### Dataset content ###
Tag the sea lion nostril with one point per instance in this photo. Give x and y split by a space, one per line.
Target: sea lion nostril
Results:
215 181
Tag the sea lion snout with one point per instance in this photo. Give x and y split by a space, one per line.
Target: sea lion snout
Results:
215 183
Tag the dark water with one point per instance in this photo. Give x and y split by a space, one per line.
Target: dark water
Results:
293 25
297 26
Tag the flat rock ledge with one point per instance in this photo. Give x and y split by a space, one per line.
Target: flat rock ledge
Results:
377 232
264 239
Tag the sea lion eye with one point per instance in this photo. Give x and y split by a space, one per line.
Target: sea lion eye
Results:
###
### Dataset content ###
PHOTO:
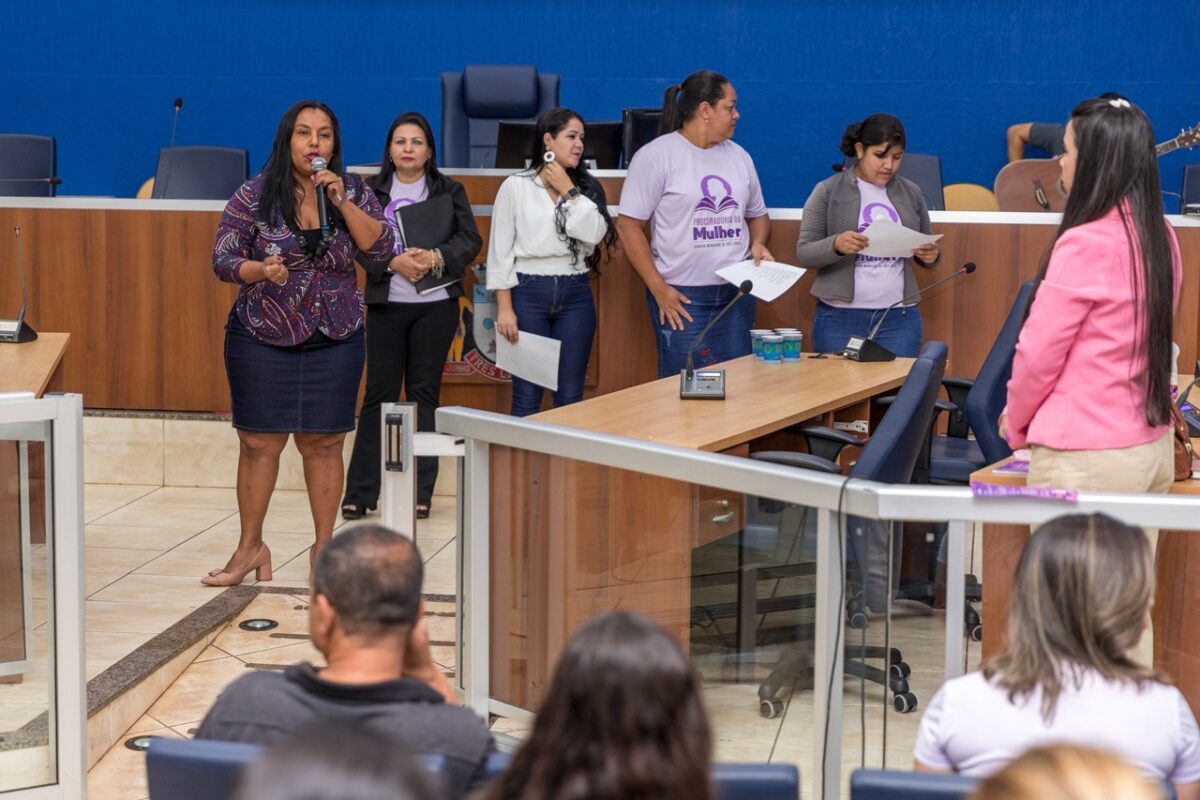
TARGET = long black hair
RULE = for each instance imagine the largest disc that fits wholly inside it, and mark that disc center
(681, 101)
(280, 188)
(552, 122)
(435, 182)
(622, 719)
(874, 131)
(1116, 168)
###
[Task details] A single figure is required: how many lines above contain the word "space".

[Output for this exercise] 5